*REQUEST:*
Find "If you could point out the rooftop" in the data below; transcribe the line it appears on and each line after it, exactly, to the end, and nothing else.

*MATERIAL TO PROCESS:*
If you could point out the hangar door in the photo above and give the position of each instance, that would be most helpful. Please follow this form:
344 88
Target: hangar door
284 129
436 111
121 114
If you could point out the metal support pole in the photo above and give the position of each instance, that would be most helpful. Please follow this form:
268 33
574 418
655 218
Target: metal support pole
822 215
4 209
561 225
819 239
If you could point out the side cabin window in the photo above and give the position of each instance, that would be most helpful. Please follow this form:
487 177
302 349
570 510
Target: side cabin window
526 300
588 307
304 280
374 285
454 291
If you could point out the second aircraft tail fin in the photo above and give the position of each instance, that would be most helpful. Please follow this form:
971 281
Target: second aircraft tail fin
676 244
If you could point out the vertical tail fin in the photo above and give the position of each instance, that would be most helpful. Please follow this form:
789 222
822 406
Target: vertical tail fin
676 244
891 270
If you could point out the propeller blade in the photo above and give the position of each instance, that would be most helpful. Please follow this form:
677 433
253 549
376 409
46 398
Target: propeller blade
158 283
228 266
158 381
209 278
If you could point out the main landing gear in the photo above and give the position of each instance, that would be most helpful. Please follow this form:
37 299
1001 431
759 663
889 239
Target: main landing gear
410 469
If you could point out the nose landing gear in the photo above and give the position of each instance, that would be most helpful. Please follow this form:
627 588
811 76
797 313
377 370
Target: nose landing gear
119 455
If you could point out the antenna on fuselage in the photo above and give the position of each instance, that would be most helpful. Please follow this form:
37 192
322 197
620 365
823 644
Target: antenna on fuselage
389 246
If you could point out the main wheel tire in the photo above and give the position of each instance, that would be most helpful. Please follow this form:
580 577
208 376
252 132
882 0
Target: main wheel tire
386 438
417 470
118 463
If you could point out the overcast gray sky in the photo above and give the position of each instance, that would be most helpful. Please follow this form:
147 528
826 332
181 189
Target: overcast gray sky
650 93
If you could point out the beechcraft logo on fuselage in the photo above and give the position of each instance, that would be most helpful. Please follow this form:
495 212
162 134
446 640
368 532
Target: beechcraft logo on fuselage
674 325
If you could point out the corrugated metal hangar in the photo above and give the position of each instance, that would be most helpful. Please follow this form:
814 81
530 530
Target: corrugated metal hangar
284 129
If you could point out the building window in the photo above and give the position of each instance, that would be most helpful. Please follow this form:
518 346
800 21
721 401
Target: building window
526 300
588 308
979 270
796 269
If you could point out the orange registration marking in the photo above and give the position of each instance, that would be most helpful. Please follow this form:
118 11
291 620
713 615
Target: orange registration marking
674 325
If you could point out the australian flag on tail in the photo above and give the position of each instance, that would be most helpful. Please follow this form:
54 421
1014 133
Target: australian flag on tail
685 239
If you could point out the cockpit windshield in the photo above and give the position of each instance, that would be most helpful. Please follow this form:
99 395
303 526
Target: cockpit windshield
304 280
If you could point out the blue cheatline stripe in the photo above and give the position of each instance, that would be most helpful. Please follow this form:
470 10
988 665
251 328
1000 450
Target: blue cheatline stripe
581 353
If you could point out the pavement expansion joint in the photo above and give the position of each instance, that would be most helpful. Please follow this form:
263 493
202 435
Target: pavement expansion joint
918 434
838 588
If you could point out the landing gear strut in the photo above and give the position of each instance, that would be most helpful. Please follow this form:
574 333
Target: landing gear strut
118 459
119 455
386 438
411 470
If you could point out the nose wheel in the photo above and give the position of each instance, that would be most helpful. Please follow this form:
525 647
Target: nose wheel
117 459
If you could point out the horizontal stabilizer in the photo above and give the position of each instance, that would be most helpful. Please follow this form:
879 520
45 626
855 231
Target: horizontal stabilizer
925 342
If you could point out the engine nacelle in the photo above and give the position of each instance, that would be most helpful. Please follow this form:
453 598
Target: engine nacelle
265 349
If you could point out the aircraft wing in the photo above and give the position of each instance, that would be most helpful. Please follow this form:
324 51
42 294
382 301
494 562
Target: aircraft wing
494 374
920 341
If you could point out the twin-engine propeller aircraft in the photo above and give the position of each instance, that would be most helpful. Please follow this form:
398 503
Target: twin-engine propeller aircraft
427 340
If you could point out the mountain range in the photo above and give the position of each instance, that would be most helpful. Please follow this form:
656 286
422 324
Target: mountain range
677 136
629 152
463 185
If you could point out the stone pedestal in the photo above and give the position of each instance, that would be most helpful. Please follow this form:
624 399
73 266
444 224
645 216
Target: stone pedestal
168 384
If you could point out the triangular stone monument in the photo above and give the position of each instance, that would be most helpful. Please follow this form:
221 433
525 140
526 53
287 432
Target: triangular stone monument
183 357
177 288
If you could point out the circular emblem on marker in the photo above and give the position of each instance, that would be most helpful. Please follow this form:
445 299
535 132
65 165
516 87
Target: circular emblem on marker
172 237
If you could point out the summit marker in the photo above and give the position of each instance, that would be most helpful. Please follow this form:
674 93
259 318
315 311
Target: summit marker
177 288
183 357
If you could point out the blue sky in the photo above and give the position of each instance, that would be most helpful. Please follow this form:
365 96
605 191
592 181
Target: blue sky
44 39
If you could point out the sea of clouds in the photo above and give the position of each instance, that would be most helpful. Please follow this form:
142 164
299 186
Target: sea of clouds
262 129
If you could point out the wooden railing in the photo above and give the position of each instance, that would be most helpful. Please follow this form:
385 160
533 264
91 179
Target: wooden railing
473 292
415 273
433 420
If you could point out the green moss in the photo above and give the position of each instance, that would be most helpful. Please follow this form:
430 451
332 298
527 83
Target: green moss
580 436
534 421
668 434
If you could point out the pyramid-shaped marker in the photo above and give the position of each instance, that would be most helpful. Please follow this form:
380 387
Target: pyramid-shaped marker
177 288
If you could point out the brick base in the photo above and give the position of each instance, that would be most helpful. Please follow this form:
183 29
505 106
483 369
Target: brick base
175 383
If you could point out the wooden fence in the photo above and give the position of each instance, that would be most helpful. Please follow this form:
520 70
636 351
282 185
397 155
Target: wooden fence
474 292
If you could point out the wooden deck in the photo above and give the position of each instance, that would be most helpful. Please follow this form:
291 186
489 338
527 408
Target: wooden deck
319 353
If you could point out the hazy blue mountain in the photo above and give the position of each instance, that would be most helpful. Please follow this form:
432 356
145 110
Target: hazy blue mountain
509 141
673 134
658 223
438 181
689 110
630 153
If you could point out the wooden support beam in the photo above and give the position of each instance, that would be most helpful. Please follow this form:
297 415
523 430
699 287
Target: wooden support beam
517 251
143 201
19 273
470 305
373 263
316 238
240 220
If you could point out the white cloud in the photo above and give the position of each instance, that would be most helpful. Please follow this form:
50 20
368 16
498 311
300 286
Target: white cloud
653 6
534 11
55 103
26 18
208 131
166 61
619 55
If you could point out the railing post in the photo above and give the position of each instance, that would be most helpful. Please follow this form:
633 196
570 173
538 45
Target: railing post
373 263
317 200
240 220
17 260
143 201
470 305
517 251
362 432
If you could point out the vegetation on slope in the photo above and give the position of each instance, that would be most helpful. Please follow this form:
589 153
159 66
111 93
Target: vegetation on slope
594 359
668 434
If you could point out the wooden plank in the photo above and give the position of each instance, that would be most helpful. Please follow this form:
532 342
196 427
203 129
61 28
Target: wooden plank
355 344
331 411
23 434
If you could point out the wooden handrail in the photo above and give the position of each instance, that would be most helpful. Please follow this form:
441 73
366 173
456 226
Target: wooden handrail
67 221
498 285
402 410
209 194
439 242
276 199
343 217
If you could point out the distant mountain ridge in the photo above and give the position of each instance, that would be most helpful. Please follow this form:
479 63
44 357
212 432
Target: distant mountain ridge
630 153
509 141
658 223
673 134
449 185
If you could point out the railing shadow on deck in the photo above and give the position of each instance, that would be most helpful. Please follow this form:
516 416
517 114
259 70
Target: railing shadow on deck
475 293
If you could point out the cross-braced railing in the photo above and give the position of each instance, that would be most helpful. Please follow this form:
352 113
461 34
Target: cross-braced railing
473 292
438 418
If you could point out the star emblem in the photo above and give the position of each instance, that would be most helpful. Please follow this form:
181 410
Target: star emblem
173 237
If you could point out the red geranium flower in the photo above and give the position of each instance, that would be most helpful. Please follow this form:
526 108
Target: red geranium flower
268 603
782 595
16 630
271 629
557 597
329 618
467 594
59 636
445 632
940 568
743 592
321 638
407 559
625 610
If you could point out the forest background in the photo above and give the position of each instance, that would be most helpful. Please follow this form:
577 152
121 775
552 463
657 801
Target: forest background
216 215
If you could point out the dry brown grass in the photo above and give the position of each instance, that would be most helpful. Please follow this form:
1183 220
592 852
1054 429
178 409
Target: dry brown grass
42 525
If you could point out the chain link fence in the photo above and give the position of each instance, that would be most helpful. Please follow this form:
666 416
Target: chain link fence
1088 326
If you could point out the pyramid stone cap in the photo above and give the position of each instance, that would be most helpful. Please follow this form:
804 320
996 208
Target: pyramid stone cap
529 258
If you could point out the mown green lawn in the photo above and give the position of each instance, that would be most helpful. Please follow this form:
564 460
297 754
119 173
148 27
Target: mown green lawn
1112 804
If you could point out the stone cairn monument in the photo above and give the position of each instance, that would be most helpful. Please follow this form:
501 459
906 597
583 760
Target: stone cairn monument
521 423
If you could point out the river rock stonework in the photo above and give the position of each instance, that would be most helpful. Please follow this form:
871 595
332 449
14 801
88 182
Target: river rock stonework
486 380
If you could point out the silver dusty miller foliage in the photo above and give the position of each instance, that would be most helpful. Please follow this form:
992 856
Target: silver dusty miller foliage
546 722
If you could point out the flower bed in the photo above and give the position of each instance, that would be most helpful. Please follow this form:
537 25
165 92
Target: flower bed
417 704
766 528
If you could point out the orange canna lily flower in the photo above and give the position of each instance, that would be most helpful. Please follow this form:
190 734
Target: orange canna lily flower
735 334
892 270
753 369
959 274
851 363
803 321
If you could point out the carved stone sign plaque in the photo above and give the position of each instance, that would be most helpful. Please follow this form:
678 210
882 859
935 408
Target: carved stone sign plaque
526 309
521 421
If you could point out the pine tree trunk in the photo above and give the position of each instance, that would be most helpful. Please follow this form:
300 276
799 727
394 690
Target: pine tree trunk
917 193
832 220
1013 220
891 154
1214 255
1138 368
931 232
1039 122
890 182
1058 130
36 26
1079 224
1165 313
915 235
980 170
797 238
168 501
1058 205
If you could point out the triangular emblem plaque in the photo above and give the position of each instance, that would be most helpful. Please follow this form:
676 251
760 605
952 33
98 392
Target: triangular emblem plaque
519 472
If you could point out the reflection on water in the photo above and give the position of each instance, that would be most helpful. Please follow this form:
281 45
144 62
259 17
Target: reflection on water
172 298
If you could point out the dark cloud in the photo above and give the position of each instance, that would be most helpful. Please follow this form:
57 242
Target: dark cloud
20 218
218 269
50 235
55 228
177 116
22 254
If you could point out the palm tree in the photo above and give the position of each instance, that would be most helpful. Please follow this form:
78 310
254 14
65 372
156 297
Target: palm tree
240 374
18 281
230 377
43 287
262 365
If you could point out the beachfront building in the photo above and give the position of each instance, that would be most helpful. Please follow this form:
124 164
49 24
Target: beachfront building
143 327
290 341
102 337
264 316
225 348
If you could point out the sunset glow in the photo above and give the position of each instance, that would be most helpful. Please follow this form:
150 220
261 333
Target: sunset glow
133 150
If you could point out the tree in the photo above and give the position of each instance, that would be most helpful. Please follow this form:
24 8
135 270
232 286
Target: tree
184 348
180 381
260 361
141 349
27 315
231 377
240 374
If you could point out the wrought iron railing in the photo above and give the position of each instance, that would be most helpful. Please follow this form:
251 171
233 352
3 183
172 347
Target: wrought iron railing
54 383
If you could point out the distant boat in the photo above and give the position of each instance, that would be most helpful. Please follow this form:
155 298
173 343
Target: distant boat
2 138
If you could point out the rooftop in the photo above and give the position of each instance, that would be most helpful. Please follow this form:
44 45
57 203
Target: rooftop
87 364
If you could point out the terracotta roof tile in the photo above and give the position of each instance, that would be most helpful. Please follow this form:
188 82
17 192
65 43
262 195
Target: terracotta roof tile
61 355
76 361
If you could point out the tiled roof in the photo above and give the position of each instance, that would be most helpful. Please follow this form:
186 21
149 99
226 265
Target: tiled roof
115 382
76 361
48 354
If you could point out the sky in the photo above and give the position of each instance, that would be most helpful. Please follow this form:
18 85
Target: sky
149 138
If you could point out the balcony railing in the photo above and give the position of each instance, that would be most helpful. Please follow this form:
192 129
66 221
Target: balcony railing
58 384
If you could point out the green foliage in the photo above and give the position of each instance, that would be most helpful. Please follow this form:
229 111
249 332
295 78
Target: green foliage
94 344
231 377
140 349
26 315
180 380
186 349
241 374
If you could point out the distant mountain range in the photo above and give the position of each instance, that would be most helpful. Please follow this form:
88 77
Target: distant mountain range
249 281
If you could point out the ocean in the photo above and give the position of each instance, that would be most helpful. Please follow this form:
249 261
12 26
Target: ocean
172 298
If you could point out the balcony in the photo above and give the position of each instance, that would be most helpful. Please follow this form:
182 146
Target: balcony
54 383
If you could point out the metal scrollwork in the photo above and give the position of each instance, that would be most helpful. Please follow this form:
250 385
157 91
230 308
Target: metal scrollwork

*COMPLETED TASK:*
If you could point out the rooftop in the photo above and give the position of each instance, that would be most helpful. Please follow this form:
44 45
57 203
Target: rooftop
87 364
If you could point out the terracotta roof tile in the photo above and give the position of each instance, that would be most helpful. Please follow this form:
188 82
17 192
65 43
262 195
Target: terracotta roof tile
61 355
76 361
If you could point out the tiled roof in the photo above and give the position of each instance, that would be most helpful. Please follow this form:
186 21
149 99
226 265
Target: tiled roof
115 382
76 361
48 354
If you could point out the sky in the photo above and give the position of each instance, that would be most helpful. Please follow this form:
18 85
Target: sky
149 138
If you could point out the balcony railing in the photo above and give the position of each instance, that would be most helpful. Please follow this form:
192 129
66 221
Target: balcony railing
58 384
If you could point out the green foliage in the photo above and give the position of each instance, that would be most helpful. Please follow this form:
229 111
249 332
295 78
Target: green foliage
94 344
231 377
140 349
26 315
180 380
186 349
241 374
If you could point out the distant mountain range in the photo above and give the position of each instance, that would be most helpful. Please follow this form:
88 77
Target: distant mountain range
249 281
If you could point out the ocean in the photo above and give the position of each instance, that would be most helpful. Please follow this form:
249 261
12 26
Target: ocean
172 298
If you could point out the balcony in the photo above and give the position of each instance, that would be most helpful. Please follow this form:
182 146
Target: balcony
54 383
If you could point out the metal scrollwork in the photo above and give the position of each instance, that would be most helpful. Please follow this form:
250 385
157 91
230 308
Target: metal scrollwork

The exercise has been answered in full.